=== Source records ===
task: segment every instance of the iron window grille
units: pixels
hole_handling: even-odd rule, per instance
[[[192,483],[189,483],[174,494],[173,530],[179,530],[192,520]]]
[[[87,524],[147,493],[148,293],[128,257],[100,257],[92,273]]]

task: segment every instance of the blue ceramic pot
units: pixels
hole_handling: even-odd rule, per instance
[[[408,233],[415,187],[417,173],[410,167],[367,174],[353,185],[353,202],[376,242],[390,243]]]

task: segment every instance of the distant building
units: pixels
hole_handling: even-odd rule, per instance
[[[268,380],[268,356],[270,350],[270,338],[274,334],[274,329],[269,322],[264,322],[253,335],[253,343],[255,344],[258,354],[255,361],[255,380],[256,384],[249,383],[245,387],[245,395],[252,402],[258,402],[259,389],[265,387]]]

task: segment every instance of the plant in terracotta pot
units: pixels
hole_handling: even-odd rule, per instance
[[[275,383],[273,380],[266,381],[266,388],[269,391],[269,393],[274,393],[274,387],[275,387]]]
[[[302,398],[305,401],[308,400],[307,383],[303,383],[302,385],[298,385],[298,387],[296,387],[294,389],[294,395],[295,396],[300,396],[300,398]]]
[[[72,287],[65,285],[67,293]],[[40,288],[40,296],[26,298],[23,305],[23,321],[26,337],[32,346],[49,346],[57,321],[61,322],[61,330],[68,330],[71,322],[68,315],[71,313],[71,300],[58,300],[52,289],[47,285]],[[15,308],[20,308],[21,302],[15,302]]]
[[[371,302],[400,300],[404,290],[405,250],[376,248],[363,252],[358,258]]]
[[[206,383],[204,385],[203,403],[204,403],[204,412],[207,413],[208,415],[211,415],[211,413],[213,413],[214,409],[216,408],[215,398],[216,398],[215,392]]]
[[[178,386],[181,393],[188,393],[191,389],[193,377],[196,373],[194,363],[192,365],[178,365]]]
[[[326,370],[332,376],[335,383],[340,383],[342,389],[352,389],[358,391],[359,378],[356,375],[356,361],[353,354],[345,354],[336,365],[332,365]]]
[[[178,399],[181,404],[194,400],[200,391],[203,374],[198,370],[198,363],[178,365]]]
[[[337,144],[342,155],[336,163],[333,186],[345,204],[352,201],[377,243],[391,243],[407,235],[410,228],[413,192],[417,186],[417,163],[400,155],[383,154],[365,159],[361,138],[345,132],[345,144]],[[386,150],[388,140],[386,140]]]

=== Directions ===
Write the material out again in its entirety, exactly as shown.

=== Answer box ===
task: segment every instance of the iron window grille
units: pixels
hole_handling: even-odd rule, per instance
[[[192,483],[189,483],[174,494],[173,530],[179,530],[192,520]]]
[[[87,524],[147,493],[148,293],[128,257],[100,257],[92,273]]]

task: segment every instance of the blue ceramic pot
units: pixels
hole_handling: even-odd rule, per instance
[[[408,233],[415,187],[417,173],[410,167],[367,174],[353,185],[353,202],[376,242],[390,243]]]

task: segment every instance of the distant building
units: pixels
hole_handling: even-odd rule, per instance
[[[268,380],[268,356],[270,350],[270,338],[274,334],[274,329],[269,322],[264,322],[253,335],[253,343],[255,344],[258,354],[255,361],[255,380],[256,384],[249,383],[245,387],[245,395],[252,402],[258,402],[259,389],[265,387]]]

task: segment every instance of the plant in terracotta pot
units: pixels
hole_handling: even-odd rule, per instance
[[[275,383],[273,380],[266,381],[266,388],[269,391],[269,393],[274,393],[274,387],[275,387]]]
[[[302,398],[305,401],[308,400],[307,383],[303,383],[302,385],[298,385],[298,387],[296,387],[294,389],[294,395],[295,396],[300,396],[300,398]]]
[[[72,287],[65,285],[67,293]],[[40,288],[40,296],[26,298],[23,305],[23,321],[26,337],[32,346],[49,346],[57,321],[61,322],[61,330],[68,330],[71,322],[68,315],[71,313],[71,300],[58,300],[52,289],[47,285]],[[15,308],[20,308],[21,302],[15,302]]]
[[[371,302],[400,300],[404,290],[405,250],[376,248],[363,252],[358,258]]]
[[[206,383],[204,385],[203,403],[204,403],[204,412],[207,413],[208,415],[211,415],[211,413],[213,413],[214,409],[216,408],[215,398],[216,398],[215,392]]]
[[[178,386],[181,393],[188,393],[191,389],[193,377],[196,373],[194,363],[192,365],[178,365]]]
[[[326,370],[332,376],[335,383],[340,383],[342,389],[352,389],[358,391],[359,378],[356,375],[356,361],[353,354],[345,354],[336,365],[332,365]]]
[[[178,399],[181,404],[194,400],[200,391],[203,374],[198,370],[198,363],[178,365]]]
[[[337,144],[342,155],[336,163],[333,186],[345,204],[352,201],[377,243],[391,243],[407,235],[410,228],[413,192],[417,186],[417,163],[400,155],[383,154],[365,159],[361,138],[345,132],[345,144]],[[386,150],[388,140],[386,140]]]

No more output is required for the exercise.